Show each line below that contains the word "instance", copied in full.

Object outline annotations:
»»

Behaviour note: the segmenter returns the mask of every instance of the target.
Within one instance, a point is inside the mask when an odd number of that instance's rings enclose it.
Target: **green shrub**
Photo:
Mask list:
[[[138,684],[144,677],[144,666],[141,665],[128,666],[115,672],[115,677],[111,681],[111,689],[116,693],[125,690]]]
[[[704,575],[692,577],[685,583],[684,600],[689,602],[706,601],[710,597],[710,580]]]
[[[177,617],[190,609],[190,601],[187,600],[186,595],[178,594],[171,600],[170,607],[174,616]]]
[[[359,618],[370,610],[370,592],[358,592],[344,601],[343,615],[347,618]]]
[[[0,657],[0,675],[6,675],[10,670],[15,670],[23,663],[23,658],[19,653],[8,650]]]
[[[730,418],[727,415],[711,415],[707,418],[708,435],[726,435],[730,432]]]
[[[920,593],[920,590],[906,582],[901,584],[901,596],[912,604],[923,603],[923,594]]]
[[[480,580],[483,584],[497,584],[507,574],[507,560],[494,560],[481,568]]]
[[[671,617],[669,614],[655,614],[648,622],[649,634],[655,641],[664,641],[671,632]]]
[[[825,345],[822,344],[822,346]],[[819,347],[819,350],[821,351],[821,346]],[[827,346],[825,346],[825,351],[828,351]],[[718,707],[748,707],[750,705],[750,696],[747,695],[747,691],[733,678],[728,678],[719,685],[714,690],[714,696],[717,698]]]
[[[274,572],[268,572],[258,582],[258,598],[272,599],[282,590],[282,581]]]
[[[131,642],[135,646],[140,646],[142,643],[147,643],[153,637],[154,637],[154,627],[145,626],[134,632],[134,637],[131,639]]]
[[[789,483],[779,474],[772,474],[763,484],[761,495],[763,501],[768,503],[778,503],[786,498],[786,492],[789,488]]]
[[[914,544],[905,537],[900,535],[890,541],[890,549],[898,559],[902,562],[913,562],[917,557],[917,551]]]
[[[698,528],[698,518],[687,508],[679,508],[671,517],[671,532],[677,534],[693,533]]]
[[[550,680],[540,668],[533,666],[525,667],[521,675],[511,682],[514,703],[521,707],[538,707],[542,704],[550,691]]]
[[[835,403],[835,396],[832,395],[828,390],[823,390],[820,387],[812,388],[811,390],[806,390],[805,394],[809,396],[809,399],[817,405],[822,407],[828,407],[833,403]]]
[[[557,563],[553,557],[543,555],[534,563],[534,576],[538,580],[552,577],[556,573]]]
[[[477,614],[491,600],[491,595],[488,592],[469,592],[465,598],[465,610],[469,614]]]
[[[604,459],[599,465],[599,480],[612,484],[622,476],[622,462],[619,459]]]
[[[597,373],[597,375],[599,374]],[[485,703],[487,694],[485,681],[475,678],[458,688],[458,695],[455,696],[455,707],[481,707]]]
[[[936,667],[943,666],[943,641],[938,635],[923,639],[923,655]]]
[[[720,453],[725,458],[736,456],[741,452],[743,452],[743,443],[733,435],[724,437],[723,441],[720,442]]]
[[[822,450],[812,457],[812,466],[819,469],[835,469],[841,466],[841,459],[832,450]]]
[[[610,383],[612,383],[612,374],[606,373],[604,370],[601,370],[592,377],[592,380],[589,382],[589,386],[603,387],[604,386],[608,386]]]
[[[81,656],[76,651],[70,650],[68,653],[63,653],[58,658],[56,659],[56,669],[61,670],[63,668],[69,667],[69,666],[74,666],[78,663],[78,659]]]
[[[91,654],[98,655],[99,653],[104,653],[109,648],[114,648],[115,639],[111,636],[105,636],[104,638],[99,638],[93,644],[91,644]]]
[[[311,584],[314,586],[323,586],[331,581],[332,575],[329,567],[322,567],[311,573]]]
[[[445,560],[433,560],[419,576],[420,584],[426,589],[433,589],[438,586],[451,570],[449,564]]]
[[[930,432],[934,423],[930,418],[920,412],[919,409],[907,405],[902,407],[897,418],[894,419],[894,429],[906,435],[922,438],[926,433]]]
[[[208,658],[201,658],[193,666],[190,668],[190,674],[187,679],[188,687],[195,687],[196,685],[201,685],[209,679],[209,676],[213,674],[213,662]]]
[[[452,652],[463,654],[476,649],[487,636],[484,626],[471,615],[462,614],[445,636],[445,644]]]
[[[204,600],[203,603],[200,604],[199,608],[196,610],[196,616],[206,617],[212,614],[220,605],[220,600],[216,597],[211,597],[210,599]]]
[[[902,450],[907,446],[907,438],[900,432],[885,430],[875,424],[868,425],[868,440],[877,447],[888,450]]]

««

# [Written reply]
Behaviour note: the segmenter returns the mask of every instance of the target.
Within one instance, a point is inside the mask when an odd number of that instance's rings enclose it.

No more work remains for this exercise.